**RECORDED INFORMATION**
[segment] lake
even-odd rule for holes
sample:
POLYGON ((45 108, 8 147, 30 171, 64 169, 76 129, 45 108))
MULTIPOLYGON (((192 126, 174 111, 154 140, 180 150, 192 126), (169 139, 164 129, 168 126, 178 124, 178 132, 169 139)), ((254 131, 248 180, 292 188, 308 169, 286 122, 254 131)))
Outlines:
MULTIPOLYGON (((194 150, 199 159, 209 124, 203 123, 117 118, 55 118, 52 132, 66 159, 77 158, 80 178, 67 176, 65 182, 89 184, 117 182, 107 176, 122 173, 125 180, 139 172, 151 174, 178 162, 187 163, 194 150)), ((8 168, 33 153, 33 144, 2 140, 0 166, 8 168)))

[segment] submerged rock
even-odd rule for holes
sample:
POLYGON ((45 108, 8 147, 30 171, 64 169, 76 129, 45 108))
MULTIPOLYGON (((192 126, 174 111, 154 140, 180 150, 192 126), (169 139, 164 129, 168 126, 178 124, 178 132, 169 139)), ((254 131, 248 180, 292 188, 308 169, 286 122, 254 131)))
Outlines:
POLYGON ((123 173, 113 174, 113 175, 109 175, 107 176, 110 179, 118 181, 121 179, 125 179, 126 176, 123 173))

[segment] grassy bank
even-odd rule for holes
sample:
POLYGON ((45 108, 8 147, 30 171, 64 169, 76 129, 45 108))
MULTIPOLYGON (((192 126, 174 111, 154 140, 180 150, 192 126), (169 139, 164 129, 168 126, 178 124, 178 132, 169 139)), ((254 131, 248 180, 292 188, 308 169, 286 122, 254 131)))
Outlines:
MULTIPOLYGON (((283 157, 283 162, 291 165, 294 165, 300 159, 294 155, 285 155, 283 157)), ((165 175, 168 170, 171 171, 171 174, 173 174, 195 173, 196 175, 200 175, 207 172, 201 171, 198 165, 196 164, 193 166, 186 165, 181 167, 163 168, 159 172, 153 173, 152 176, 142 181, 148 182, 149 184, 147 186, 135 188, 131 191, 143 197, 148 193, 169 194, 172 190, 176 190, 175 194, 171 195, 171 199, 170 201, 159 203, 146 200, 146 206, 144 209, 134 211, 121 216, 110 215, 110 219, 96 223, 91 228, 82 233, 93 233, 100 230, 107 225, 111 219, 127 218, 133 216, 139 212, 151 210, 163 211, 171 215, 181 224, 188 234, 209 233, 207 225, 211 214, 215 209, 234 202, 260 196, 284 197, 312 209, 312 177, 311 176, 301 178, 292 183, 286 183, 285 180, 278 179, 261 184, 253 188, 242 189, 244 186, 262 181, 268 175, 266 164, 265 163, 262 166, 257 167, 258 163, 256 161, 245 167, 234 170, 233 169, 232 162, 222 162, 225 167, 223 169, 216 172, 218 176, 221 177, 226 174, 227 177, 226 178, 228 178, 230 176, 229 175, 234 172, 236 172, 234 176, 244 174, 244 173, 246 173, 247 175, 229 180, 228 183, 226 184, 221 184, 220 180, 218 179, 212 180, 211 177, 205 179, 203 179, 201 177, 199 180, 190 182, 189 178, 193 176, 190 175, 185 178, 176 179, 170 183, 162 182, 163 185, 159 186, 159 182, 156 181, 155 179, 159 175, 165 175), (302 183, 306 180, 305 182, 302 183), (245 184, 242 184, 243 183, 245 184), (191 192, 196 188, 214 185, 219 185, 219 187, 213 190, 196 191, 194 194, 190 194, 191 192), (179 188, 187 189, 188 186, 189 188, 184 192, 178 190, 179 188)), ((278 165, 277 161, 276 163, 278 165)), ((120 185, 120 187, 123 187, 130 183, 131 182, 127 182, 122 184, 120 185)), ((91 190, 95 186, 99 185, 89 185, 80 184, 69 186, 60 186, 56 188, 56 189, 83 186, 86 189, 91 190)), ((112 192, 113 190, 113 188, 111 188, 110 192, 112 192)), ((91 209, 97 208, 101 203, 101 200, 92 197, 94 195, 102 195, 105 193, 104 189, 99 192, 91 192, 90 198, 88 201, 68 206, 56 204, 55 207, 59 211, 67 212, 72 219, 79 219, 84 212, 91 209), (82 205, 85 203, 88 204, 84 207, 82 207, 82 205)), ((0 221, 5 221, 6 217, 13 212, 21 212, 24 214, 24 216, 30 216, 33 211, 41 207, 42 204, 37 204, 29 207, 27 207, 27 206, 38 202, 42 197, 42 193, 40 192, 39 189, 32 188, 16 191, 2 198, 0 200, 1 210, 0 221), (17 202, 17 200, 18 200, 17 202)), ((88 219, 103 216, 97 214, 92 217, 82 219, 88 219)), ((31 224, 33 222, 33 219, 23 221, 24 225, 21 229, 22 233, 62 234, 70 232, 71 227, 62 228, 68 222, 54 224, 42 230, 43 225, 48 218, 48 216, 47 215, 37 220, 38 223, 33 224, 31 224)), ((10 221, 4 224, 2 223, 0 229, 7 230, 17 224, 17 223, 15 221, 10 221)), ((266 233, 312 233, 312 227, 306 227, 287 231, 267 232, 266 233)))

**WRITTEN PROBLEM**
Render the data as a Markdown table with the columns No. and Text. Start with the first line of the data and go on through the line containing "POLYGON ((123 173, 113", including both, and leave out blank lines.

**SOLUTION FOR THIS EXERCISE**
| No. | Text |
|---|---|
| 1 | [segment] lake |
| 2 | even-odd rule for holes |
| 3 | sample: |
| 4 | POLYGON ((45 108, 8 147, 30 171, 64 169, 76 129, 45 108)) |
| 5 | MULTIPOLYGON (((192 126, 174 111, 154 140, 180 150, 192 126), (169 139, 164 129, 168 126, 178 124, 178 132, 169 139)), ((254 131, 248 180, 292 188, 308 169, 286 122, 254 131))) |
| 6 | Outlines: |
| 7 | MULTIPOLYGON (((194 150, 199 159, 209 124, 203 123, 117 118, 55 118, 52 132, 66 159, 77 158, 80 178, 67 176, 65 182, 89 184, 117 182, 107 176, 122 173, 125 180, 139 172, 151 174, 178 162, 187 163, 194 150)), ((8 168, 33 153, 33 144, 2 140, 0 166, 8 168))) |
| 8 | [segment] submerged rock |
| 9 | even-odd rule for holes |
| 10 | sample: |
| 11 | POLYGON ((45 108, 8 147, 30 171, 64 169, 76 129, 45 108)) |
| 12 | MULTIPOLYGON (((192 126, 174 111, 154 140, 180 150, 192 126), (169 139, 164 129, 168 126, 178 124, 178 132, 169 139)), ((254 131, 248 180, 292 188, 308 169, 286 122, 254 131))) |
| 13 | Outlines: |
| 14 | POLYGON ((123 173, 113 174, 113 175, 109 175, 107 176, 110 179, 118 181, 121 179, 125 179, 126 176, 123 173)) |